Morde la mela più degli altri, è la spalla ideale di Chinaglia, ma fra i due non c'è simpatia.
Le reti di Garlaschelli sono preziose, ma ancor di più lo è la sua capacità di creare gli spazi
al centravanti, un po' come accadeva a Bobo Gori con Gigi Riva.
Luciano Re Cecconi, interno destro.
Nessuno ha mai corso quanto lui.
Inesauribile.
Biondo, quasi albino, fisico robusto senza essere massiccio, tecnica buona, anche se non sopraffina.
Ha senso geometrico, ed è sempre al centro del gioco, un motore diesel con i guizzi di una F1.
Amico fraterno di Gigi Martini. la sua morte, assurda e violenta, avvenuta a pochi mesi da quella di Maestrelli,
resta una delle tragedie più paradossali della cronaca di quegli anni, un autentico episodio di
ordinaria follia metropolitana.
Giorgio Chinaglia, centravanti.
La potenza, la rabbia, la classe, l'istinto, la determinazione , tutto è superlativo in questo
ragazzone, scoordinato e prepotente che arriva, prodotto di una emigrazione di ritorno dalle Apuane via Galles.
A Swansea gioca anche a rugby, ed il suo calcio assomiglia a questo sport.
Le sue fughe a testa bassa sembrano preparare azioni "alla mano", contro le difese le sue sono
percussioni più che "uno-due".
Il ragazzone sembra voler sfogare contro i difensori avversari la sua rabbia, il ciclone di sentimenti
che gli urla dentro.
Maestrelli lo doma, lo ammansisce, lo responsabilizza.
I suoi eccessi sono poco sopportati, ma lo scudetto della Lazio è figlio, oltre che dei suoi gol, anche
delle sue memorabili sfuriate.
Unico nel suo ruolo, l'ultimo di una razza in via d'estinzione.
Arriva alla Lazio che molti lo considerano, a trent'anni, già finito.

### Dati disponibili

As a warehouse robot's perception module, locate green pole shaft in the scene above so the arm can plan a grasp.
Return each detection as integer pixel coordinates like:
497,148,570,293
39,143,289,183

### Istruzioni e requisiti
Per favore, prosegui il testo sui giocatori della Lazio, cominciando subito dopo la sua ultima frase.

### Risposta al compito
E' il suo destino, la "pelata" lo fa sembrare molto più anziano, già negli anni della Sampdoria, alla Lazio
arriva dall'Inter, dopo una finale di Coppa Campioni persa e una stagione disputata solo in Europa
per la squalifica di Corso.
Prende in mano la squadra, i suoi ritmi sono sempre ottimali, è un allenatore in campo.
Un metronomo
Dopo tre anni splendidi viene sbolognato al Cesena che con la sua sapiente regìa arriva in Coppa UEFA.
Sarà capace, quando ormai anziano lo è davvero, di portare in Serie A la Pistoiese.
Vincenzo D'Amico, fantasista.
Piedi magici.
Forse il miglior prodotto del vivaio di quegli anni, assieme ad Antognoni.
Talento puro, genio e sregolatezza.
Ha diciannove anni quando vince lo scudetto, "90° minuto" nel servizio di celebrazione dello scudetto
biancazzurro gli pronostica un futuro in Nazionale.
Un futuro che, clamorosamente, non ci sarà.
Pochi, anzi nessuno, ha sperperato un simile talento.
E' un altro mistero di quella squadra: Vincenzino D'Amico, di quella "banda" è l'emblema.
Incapace di amministrarsi come atleta è stato uno dei pochi calciatori italiani a vincere,
realmente da solo, una partita.
Una classe immensa, ma impossibile.
Prefazione
"Uno scudetto senza amici"
Quando una squadra vince qualcosa, subito si parla di "gruppo", si straparla di
"amicizia", si dà immancabilmente merito della conquista alla "serenità
dell'ambiente".
Il calcio, spesso, ci racconta storie diverse, storie di allenatori "attaccati" agli armadietti,
di calciatori che a malapena si rivolgono la parola o si passano la palla.
Nessuna di queste storie, tuttavia, è paragonabile a quella della Lazio che, nei primi anni settanta,
conquistò uno scudetto, giocando veramente contro tutti, anche contro sè stessa.
E vinse.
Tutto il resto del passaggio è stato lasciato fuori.